## BEGIN DATA

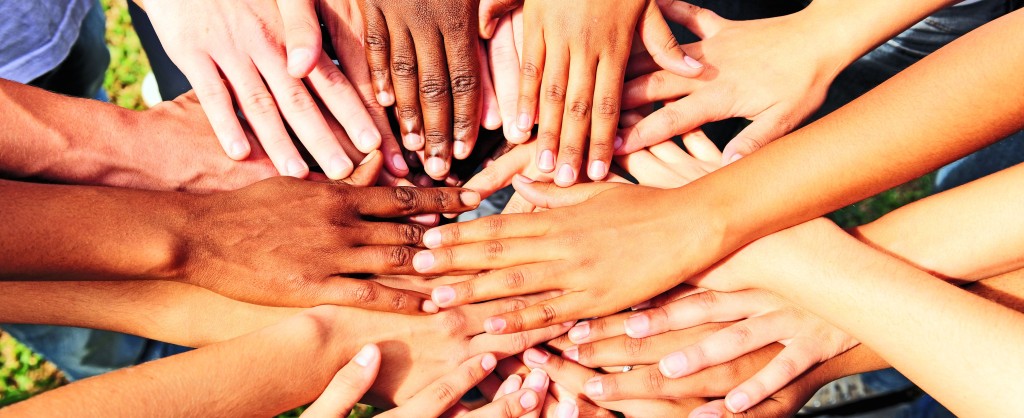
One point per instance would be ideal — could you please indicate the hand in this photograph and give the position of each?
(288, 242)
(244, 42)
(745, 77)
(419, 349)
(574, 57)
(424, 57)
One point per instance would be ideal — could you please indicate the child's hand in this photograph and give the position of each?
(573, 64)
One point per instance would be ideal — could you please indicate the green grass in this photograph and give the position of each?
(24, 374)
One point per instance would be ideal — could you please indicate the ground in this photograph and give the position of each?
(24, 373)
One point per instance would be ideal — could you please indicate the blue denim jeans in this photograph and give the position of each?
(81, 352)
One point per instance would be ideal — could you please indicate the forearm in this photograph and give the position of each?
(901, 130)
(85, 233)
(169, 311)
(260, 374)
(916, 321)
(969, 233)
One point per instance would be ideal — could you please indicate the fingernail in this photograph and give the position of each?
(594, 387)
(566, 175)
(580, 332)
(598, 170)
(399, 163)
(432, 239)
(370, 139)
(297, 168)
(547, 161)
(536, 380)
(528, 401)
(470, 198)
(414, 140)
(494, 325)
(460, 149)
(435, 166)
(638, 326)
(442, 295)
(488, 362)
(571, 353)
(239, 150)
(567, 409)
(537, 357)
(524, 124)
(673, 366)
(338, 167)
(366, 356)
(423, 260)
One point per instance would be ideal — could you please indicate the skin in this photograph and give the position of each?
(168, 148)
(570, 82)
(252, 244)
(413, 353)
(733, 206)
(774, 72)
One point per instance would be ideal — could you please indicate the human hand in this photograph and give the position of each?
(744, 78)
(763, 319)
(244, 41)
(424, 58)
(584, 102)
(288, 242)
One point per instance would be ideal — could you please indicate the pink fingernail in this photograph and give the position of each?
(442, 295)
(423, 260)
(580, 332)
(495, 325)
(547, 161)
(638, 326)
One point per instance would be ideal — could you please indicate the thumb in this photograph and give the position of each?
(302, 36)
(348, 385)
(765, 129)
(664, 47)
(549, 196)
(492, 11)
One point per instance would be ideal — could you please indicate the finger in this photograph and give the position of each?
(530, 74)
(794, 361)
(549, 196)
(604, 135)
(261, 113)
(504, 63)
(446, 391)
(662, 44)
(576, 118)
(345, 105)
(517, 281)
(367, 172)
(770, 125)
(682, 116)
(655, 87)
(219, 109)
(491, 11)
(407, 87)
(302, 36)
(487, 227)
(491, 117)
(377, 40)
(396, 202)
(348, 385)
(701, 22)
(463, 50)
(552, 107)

## END DATA

■ **THE TASK**:
Copy out every one of the lines above word for word, omitting the pictures.

■ **CORRECT RESULT**:
One point per instance would be ideal — could you please indicate the hand in this photograph and give the position of each?
(288, 242)
(244, 42)
(745, 77)
(419, 349)
(574, 57)
(424, 57)
One point per instance would be ideal — could you please indicate the child's hand in this photograph and give the position of each?
(573, 64)
One point per instance would be ideal — could you please indicate the green grass in this photograph and give the position of each?
(24, 374)
One point per instance would be ideal — could you please indicate the ground in this photograph and give the position of each?
(24, 373)
One point per instance would be ideal — could you please indicate the blue denim jeans in this photograph and give the position of each?
(81, 352)
One point per instance would be ideal — could you please indicate the forearm in this photograph and give the position of each?
(901, 130)
(85, 233)
(169, 311)
(260, 374)
(916, 321)
(969, 233)
One point per instance would be ideal — could you please indicate the fingernail in this photograph and give the position of each?
(594, 387)
(566, 175)
(580, 332)
(598, 170)
(399, 163)
(432, 239)
(370, 139)
(297, 168)
(547, 161)
(536, 380)
(528, 401)
(470, 198)
(414, 140)
(494, 325)
(460, 149)
(435, 166)
(638, 326)
(442, 295)
(488, 362)
(571, 353)
(239, 150)
(567, 409)
(537, 357)
(524, 124)
(673, 366)
(338, 167)
(366, 356)
(423, 260)
One point per instance would be ideal — could you please indicate the skin in this photograph and give the position of each?
(168, 148)
(570, 82)
(252, 244)
(413, 353)
(733, 206)
(774, 72)
One point per instance would be ideal — could you please indicate the human hand in this photograph and give the position of each?
(744, 78)
(763, 319)
(244, 41)
(424, 58)
(584, 102)
(288, 242)
One point per instance would be ideal — could you please indicate the pink fingernail in this photograph and give the position of each?
(442, 295)
(423, 260)
(580, 332)
(495, 325)
(547, 161)
(638, 326)
One point per instance would be ideal — could you please indicate the thumb in this photograph and give the position of each?
(302, 36)
(348, 385)
(765, 129)
(664, 47)
(549, 196)
(492, 11)
One point per instance would be ideal — could you please indicate the finger in this photograph and give the position of each?
(530, 74)
(794, 361)
(549, 196)
(604, 135)
(261, 113)
(504, 63)
(446, 391)
(662, 44)
(576, 118)
(345, 105)
(517, 281)
(367, 172)
(770, 125)
(682, 116)
(655, 87)
(219, 109)
(491, 11)
(407, 87)
(302, 36)
(487, 227)
(491, 117)
(377, 40)
(396, 202)
(348, 385)
(701, 22)
(463, 50)
(552, 107)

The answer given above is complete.